TASKS TO PERFORM:
a – In the AimHigher Recordings text below, rewrite the paragraph beginning "AimHigher Recordings was founded in 2012" as a short bulleted list that keeps its main facts.
b – Quote the AimHigher Recordings text below word for word from "Universal Music Group" to "re-release them worldwide.".

TEXT:

Segment Open

AimHigher Recordings is an American record label. Formerly an independent label, since 2021 it has been a subsidiary of Sophia Institute Press.

==History==
AimHigher Recordings was founded in 2012 by Monica and Kevin Fitzgibbons as a counterpart to its sister label, De Montfort Music. Whereas De Montfort has released primarily recordings of Roman Catholic choral music, AimHigher's catalog covers a more eclectic repertoire, featuring music for choir, big band, and organ. Artists recorded by AimHigher include the Boys of St. Paul's Choir School, the NOLA Players, and the London Oratory School Schola Cantorum.

Universal Music Group distributed AimHigher's recordings on its Decca and Verve labels through 2016. In January 2017, AimHigher announced it had signed a new worldwide distribution deal with Sony Masterworks.

On March 24, 2017, AimHigher and De Montfort announced they had signed a deal with St. John Cantius Church of Chicago to acquire its catalog of self-published recordings and re-release them worldwide.

AimHigher Recordings was acquired by Sophia Institute Press in 2021, along with De Montfort Music, and will release all future albums via its parent's Sophia Music division.

==Discography==
===Universal Music===
- Christmas in Harvard Square, The Boys of St. Paul's Choir School, October 7, 2014 (B0020969-02)
- Christmastime in New Orleans (Soundtrack Album from the PBS Television Special), The NOLA Players, September 9, 2016 (B0025504-02)

===Sony Masterworks===
- Sacred Treasures of England, London Oratory Schola Cantorum Boys Choir, February 10, 2017 (88985 41636 2)
- Jonathan Rudy: Epic Music for Organ, Jonathan Rudy, March 31, 2017 (88985 42408 2)†
- Miserere: Music for Holy Week, St. Cecilia Choir of St. John Cantius, March 31, 2017 (88985 42409 2)†
- The Nutcracker: Christmas Music for Organ, Andrew Schaeffer, August 18, 2017 (88985 45570 2)†
- Ave Maria, The Boys of St. Paul's Choir School, September 8, 2017 (88985 41739 2)

===Independent===
- Sacred Treasures of Spain, London Oratory Schola Cantorum Boys Choir, June 28, 2019 (DM014 77880 9)‡

† Indicates re-issue of albums previously self-published by St. John Cantius, Chicago.
‡ Withdrawn from distribution shortly after release and subsequently re-released in 2020 by Hyperion Records.

Segment Closed

EXTRACTED DATA:
Segment Open

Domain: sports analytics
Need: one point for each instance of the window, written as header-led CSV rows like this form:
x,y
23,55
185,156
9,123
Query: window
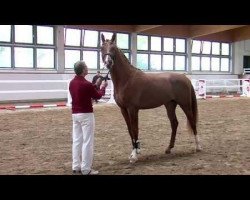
x,y
5,33
72,37
142,61
23,34
86,47
90,38
215,64
215,48
196,46
90,58
5,57
168,62
180,62
155,62
45,58
206,48
180,45
21,53
34,43
205,63
195,63
123,41
45,35
142,42
155,43
168,44
164,53
210,56
71,57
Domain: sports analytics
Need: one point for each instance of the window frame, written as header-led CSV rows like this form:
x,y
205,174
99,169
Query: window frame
x,y
34,45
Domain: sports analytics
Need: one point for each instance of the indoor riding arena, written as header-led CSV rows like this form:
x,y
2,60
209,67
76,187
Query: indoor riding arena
x,y
36,106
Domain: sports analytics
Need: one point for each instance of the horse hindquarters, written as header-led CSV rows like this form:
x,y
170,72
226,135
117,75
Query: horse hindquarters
x,y
170,107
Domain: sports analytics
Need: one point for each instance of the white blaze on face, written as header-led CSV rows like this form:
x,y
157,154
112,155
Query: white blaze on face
x,y
107,56
197,142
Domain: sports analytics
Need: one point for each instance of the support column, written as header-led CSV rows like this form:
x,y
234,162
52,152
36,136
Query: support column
x,y
133,49
60,55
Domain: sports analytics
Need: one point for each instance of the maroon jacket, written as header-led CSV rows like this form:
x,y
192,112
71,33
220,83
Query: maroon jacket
x,y
82,92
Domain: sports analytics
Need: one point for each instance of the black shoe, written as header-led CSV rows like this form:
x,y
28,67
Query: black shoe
x,y
76,172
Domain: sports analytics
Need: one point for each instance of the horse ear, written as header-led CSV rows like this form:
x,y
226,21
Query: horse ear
x,y
103,38
113,39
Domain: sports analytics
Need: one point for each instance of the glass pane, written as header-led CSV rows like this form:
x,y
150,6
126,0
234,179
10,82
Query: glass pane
x,y
45,58
90,58
5,57
224,64
205,63
168,62
155,62
90,39
142,42
20,54
168,44
73,37
45,35
122,41
142,61
215,64
107,35
216,48
71,57
196,46
24,33
155,43
5,33
179,62
195,63
127,55
180,45
206,48
225,49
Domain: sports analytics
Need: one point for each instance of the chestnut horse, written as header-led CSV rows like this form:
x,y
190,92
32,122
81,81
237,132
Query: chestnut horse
x,y
135,90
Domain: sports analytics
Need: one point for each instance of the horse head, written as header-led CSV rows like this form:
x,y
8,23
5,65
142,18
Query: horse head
x,y
108,49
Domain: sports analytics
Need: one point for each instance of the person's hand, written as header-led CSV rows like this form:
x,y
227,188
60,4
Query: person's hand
x,y
104,84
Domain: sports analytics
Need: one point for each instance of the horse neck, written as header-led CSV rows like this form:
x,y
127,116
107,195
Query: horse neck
x,y
121,70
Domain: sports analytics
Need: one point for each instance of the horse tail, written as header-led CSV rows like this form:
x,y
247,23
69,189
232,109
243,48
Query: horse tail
x,y
194,109
194,105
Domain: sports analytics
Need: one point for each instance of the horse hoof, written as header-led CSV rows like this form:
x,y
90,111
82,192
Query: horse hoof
x,y
168,151
198,149
132,159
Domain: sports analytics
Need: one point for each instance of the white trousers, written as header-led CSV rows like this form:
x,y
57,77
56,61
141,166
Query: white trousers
x,y
83,141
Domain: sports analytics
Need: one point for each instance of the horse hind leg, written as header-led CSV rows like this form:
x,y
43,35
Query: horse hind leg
x,y
174,124
193,126
133,118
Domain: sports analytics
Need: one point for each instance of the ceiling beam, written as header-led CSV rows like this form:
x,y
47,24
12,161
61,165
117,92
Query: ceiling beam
x,y
241,34
141,28
201,30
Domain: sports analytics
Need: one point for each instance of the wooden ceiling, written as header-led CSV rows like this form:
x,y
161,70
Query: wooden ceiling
x,y
222,33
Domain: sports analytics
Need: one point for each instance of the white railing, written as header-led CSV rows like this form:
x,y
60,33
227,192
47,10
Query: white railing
x,y
246,70
221,87
17,90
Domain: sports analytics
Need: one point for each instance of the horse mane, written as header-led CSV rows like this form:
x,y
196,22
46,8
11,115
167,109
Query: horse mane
x,y
121,52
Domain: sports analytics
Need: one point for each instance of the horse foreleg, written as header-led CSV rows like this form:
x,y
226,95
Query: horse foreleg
x,y
133,119
126,118
174,124
190,116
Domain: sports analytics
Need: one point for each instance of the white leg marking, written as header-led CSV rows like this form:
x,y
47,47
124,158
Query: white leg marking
x,y
197,142
133,157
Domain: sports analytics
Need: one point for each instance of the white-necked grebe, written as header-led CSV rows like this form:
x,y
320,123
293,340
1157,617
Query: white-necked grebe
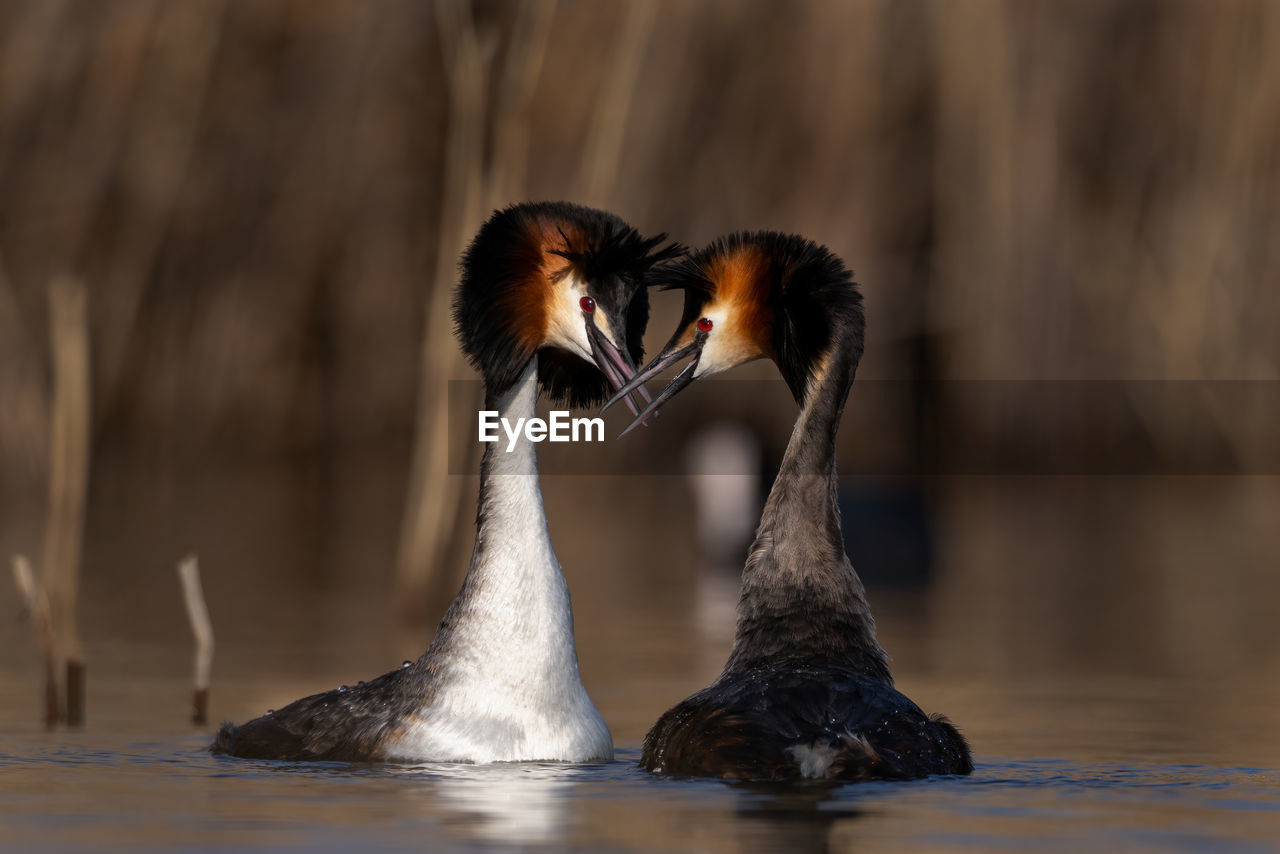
x,y
551,297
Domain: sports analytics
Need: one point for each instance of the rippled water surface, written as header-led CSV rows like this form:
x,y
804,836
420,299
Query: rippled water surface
x,y
1109,647
135,791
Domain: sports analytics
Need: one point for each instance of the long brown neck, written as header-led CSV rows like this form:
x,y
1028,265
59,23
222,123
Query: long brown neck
x,y
801,598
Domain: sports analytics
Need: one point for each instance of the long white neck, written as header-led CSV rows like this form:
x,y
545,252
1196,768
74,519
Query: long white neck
x,y
507,685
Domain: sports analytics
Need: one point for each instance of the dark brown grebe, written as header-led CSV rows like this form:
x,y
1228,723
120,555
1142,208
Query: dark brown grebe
x,y
551,297
807,690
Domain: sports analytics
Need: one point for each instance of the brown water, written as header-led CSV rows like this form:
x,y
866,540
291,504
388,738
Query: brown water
x,y
1109,645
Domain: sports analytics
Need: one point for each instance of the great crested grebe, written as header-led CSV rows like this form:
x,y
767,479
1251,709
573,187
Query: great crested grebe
x,y
551,297
807,692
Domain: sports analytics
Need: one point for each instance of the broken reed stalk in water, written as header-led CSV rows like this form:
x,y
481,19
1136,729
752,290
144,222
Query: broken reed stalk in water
x,y
202,629
68,482
36,604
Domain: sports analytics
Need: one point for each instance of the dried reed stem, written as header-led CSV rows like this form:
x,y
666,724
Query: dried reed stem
x,y
604,142
202,630
68,482
36,603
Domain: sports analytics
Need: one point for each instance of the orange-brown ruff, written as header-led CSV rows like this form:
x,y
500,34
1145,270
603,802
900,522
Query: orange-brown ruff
x,y
807,692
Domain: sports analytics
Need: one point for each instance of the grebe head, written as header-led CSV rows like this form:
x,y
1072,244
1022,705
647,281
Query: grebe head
x,y
757,295
565,283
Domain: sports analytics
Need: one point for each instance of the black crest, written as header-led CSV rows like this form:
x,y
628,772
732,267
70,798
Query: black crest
x,y
809,295
506,282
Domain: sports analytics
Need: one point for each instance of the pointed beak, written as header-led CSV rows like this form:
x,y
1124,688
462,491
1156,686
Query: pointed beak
x,y
661,362
615,364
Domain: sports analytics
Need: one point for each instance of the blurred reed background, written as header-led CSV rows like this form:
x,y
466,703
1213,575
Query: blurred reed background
x,y
265,201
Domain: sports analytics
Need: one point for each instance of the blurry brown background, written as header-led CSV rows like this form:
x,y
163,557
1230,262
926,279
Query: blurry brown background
x,y
265,201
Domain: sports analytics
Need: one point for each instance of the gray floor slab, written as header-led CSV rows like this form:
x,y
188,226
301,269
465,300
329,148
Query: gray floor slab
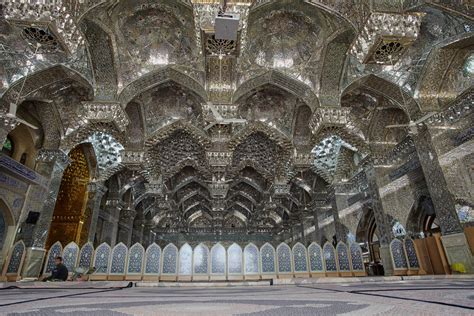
x,y
419,297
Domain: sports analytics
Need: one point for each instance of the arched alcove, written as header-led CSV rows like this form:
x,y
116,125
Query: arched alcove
x,y
70,212
7,229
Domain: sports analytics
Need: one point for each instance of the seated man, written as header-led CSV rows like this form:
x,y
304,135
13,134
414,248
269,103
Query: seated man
x,y
59,273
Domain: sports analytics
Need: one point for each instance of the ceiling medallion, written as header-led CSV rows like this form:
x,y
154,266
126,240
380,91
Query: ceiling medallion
x,y
220,47
386,36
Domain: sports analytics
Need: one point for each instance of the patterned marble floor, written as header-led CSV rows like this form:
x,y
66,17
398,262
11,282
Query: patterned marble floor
x,y
435,297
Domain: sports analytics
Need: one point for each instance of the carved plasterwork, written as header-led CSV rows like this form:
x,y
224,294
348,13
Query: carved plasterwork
x,y
50,24
153,35
386,36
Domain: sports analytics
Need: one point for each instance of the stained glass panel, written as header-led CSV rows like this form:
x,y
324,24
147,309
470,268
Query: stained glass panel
x,y
119,259
398,254
234,259
251,259
85,257
329,255
70,254
185,260
218,259
300,258
135,259
55,251
267,257
343,257
170,260
153,259
101,259
357,262
284,258
201,259
411,254
315,258
14,265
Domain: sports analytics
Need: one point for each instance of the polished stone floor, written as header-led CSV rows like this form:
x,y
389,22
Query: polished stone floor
x,y
421,297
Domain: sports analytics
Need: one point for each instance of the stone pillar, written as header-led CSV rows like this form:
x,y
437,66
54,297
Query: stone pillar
x,y
384,228
7,124
303,238
111,223
126,222
95,193
340,231
138,231
453,237
51,164
317,231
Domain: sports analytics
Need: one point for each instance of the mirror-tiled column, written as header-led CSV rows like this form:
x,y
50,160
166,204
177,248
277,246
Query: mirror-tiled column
x,y
454,239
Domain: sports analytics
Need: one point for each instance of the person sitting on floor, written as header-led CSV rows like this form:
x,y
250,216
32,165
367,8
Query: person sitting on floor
x,y
59,272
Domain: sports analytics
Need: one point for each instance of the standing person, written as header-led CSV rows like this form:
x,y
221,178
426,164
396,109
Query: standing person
x,y
59,273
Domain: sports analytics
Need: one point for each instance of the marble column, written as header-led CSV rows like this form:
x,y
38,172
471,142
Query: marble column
x,y
126,222
111,224
95,193
384,228
339,228
317,231
51,164
138,231
303,238
453,237
7,124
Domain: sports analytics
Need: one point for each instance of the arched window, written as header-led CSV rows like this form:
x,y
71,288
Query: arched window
x,y
8,147
23,158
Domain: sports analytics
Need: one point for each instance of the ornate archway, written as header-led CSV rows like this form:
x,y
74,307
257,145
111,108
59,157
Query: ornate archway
x,y
70,213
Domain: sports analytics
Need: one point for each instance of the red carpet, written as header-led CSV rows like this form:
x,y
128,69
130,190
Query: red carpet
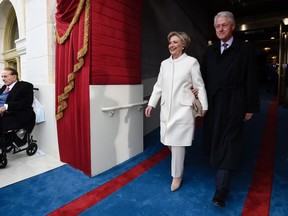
x,y
91,198
258,199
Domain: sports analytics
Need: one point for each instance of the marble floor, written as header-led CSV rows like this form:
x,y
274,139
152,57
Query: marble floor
x,y
21,166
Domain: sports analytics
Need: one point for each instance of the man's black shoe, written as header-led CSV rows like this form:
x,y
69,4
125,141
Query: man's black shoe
x,y
219,198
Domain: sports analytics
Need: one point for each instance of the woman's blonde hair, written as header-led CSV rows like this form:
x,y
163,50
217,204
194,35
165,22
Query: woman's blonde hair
x,y
184,38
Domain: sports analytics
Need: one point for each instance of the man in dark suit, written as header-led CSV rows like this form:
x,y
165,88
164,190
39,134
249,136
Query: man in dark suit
x,y
230,75
16,98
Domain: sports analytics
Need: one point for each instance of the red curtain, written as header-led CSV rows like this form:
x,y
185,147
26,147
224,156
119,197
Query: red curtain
x,y
72,83
116,42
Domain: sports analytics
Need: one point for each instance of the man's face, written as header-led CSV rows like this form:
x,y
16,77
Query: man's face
x,y
7,78
224,28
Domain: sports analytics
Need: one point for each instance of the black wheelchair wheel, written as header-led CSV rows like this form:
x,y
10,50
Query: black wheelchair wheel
x,y
9,148
3,161
31,149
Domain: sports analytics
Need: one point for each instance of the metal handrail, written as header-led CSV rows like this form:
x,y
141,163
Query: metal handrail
x,y
112,109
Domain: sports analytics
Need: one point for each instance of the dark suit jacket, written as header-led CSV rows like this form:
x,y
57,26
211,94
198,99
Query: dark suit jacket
x,y
231,81
20,100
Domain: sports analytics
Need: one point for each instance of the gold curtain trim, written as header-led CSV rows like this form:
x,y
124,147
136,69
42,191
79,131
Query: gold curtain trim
x,y
62,104
71,25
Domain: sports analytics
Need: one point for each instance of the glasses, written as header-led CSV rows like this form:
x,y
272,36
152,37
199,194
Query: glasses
x,y
224,26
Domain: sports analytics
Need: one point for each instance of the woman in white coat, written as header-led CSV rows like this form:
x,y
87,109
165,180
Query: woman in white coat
x,y
178,74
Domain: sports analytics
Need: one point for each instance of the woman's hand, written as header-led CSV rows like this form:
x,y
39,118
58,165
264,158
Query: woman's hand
x,y
148,111
194,91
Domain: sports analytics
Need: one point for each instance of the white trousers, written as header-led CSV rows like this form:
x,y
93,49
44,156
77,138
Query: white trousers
x,y
177,160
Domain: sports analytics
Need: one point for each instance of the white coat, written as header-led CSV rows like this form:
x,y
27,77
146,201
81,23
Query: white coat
x,y
175,78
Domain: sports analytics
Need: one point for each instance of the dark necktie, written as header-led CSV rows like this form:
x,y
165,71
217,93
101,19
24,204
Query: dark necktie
x,y
225,45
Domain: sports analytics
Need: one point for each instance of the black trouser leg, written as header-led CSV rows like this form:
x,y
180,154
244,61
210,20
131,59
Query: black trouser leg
x,y
223,179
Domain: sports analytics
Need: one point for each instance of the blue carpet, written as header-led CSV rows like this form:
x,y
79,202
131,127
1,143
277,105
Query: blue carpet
x,y
150,194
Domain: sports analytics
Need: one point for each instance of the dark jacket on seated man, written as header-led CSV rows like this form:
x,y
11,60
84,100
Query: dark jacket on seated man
x,y
19,113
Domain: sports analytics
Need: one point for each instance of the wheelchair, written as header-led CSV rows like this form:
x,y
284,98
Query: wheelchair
x,y
16,141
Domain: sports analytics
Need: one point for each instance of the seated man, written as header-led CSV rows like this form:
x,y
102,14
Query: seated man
x,y
16,98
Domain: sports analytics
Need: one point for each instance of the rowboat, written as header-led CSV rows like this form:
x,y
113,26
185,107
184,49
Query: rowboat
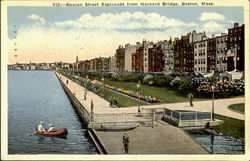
x,y
119,126
59,133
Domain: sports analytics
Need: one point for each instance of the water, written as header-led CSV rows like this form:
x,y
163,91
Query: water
x,y
34,96
218,144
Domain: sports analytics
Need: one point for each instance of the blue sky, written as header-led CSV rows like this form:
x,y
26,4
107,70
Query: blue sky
x,y
18,15
61,33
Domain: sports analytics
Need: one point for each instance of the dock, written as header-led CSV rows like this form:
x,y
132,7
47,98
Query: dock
x,y
152,137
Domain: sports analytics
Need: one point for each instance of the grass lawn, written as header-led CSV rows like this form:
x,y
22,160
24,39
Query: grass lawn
x,y
232,127
122,100
240,107
164,93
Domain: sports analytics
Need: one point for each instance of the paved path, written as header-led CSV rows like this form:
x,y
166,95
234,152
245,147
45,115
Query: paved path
x,y
125,95
162,139
220,107
101,106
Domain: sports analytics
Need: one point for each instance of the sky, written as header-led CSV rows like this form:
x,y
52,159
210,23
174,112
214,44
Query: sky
x,y
53,34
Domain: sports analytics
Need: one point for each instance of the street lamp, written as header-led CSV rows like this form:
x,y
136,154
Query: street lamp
x,y
212,113
138,88
102,80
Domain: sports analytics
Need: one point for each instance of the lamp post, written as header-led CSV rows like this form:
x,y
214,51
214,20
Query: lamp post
x,y
138,87
102,80
212,113
103,86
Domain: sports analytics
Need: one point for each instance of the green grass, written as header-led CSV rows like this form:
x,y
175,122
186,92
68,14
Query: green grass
x,y
163,93
232,127
240,107
122,100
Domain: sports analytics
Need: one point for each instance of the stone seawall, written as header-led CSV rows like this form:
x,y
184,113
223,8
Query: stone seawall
x,y
80,109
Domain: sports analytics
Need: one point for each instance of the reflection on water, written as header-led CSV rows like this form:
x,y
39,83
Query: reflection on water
x,y
218,144
34,96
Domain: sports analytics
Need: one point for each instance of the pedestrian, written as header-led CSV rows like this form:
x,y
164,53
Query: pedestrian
x,y
125,142
191,99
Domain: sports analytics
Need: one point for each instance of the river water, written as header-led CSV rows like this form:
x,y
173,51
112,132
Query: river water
x,y
218,144
35,96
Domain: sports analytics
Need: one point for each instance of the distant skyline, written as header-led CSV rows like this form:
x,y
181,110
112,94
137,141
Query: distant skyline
x,y
49,34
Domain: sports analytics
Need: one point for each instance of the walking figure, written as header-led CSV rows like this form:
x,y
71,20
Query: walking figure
x,y
125,142
191,99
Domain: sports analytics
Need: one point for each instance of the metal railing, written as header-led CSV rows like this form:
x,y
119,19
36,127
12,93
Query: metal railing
x,y
123,117
188,115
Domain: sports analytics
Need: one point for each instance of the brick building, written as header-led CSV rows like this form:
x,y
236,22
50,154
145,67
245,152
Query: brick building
x,y
120,58
221,52
211,54
184,51
137,60
200,56
236,42
156,58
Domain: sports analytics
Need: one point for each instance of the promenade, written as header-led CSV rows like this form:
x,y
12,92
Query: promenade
x,y
161,139
101,106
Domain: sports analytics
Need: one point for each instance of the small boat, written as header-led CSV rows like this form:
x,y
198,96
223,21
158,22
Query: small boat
x,y
119,126
58,133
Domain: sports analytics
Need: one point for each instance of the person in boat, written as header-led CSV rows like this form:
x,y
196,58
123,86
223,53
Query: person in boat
x,y
40,127
125,142
51,127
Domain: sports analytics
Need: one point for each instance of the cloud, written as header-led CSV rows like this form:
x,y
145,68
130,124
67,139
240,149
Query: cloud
x,y
125,21
211,16
90,36
36,17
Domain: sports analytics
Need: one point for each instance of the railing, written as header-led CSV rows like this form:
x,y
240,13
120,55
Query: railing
x,y
188,115
123,117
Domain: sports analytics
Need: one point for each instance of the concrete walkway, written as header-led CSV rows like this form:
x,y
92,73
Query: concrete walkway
x,y
162,139
101,106
220,107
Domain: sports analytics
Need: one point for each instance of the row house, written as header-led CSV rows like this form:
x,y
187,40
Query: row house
x,y
137,60
112,64
211,54
200,56
105,64
236,43
156,58
92,66
184,51
221,53
129,50
120,58
169,55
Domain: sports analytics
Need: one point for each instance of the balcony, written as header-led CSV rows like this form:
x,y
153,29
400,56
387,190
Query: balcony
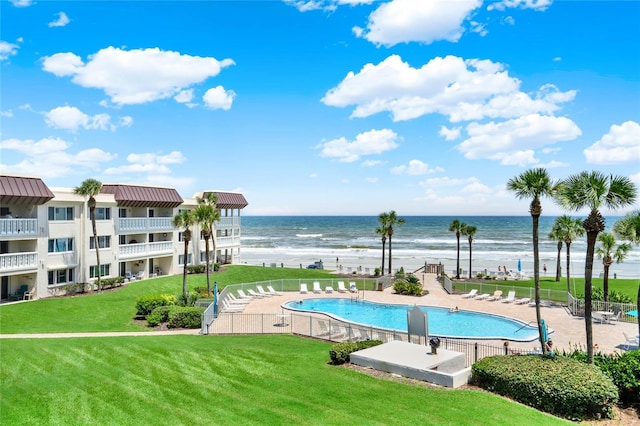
x,y
144,224
228,222
19,227
18,262
130,251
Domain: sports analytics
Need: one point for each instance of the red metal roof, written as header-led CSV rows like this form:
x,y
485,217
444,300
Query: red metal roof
x,y
23,191
229,200
143,196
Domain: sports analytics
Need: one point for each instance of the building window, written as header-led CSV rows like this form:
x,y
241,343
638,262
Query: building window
x,y
105,270
102,213
60,213
104,241
57,245
60,276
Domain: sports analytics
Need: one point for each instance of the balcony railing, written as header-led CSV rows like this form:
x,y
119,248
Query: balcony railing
x,y
146,249
144,224
19,227
228,222
18,261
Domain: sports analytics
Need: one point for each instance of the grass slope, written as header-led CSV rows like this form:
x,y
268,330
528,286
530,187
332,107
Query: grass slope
x,y
220,380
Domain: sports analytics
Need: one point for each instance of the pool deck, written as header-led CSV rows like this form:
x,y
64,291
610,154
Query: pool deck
x,y
569,331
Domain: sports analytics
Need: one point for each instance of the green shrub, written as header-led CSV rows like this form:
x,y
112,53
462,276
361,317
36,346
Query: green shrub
x,y
158,316
409,288
185,317
623,369
146,304
557,385
195,269
340,352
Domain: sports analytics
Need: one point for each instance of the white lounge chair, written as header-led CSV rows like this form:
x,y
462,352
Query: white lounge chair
x,y
262,292
497,295
273,292
471,294
629,341
511,297
254,294
243,295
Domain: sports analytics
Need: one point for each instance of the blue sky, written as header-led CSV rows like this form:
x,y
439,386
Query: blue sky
x,y
350,107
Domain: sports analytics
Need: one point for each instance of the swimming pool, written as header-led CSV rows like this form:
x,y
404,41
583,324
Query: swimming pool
x,y
460,324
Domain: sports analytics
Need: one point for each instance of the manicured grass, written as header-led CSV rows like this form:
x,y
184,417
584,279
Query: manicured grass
x,y
221,380
114,310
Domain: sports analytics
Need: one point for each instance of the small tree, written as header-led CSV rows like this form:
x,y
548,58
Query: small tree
x,y
90,188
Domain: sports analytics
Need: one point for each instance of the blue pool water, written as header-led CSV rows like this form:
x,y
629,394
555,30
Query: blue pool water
x,y
442,322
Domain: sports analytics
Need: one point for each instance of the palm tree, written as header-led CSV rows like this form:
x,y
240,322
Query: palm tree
x,y
608,252
185,219
628,228
457,226
90,188
534,183
206,215
594,190
469,231
393,220
382,231
556,235
570,229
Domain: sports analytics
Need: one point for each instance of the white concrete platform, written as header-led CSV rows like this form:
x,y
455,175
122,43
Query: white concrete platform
x,y
446,368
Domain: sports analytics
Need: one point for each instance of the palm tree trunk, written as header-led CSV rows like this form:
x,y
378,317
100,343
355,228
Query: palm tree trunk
x,y
536,280
558,274
470,259
588,289
568,270
184,270
458,257
206,251
92,213
605,282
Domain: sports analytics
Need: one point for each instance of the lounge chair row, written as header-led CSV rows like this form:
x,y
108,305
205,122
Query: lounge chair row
x,y
329,289
497,295
237,304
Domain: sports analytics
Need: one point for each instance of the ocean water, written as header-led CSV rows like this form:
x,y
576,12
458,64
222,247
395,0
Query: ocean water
x,y
351,242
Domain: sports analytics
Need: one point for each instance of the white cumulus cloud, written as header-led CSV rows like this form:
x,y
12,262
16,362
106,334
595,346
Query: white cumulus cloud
x,y
135,76
372,142
461,89
424,21
219,98
72,119
61,20
620,145
7,49
415,168
514,141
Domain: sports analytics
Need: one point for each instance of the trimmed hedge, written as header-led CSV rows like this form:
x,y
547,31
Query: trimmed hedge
x,y
185,317
146,304
557,385
340,352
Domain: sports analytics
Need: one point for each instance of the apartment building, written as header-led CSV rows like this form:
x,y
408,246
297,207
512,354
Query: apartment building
x,y
47,242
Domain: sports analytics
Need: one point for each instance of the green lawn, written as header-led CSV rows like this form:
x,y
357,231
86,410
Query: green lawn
x,y
192,380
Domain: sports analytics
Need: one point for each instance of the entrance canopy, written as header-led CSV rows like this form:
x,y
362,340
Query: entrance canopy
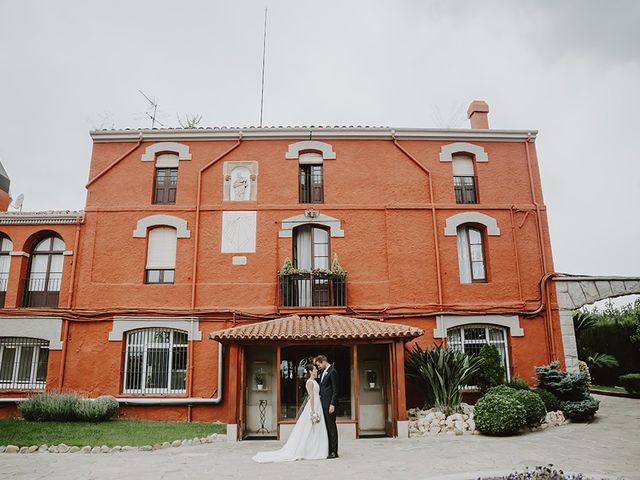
x,y
297,328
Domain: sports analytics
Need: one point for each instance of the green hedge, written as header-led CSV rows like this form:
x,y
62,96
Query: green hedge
x,y
55,407
499,415
631,382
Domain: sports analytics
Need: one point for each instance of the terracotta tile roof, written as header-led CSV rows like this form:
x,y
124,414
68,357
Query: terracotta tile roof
x,y
329,327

Segment Closed

RESPONSES BY ITEM NUMBER:
a –
- Founded in 2012 by Monica and Kevin Fitzgibbons
- Created as a counterpart to its sister label, De Montfort Music
- De Montfort releases mainly Roman Catholic choral music, while AimHigher's catalog is more eclectic: music for choir, big band, and organ
- Artists include the Boys of St. Paul's Choir School, the NOLA Players, and the London Oratory School Schola Cantorum

b –
Universal Music Group distributed AimHigher's recordings on its Decca and Verve labels through 2016. In January 2017, AimHigher announced it had signed a new worldwide distribution deal with Sony Masterworks.

On March 24, 2017, AimHigher and De Montfort announced they had signed a deal with St. John Cantius Church of Chicago to acquire its catalog of self-published recordings and re-release them worldwide.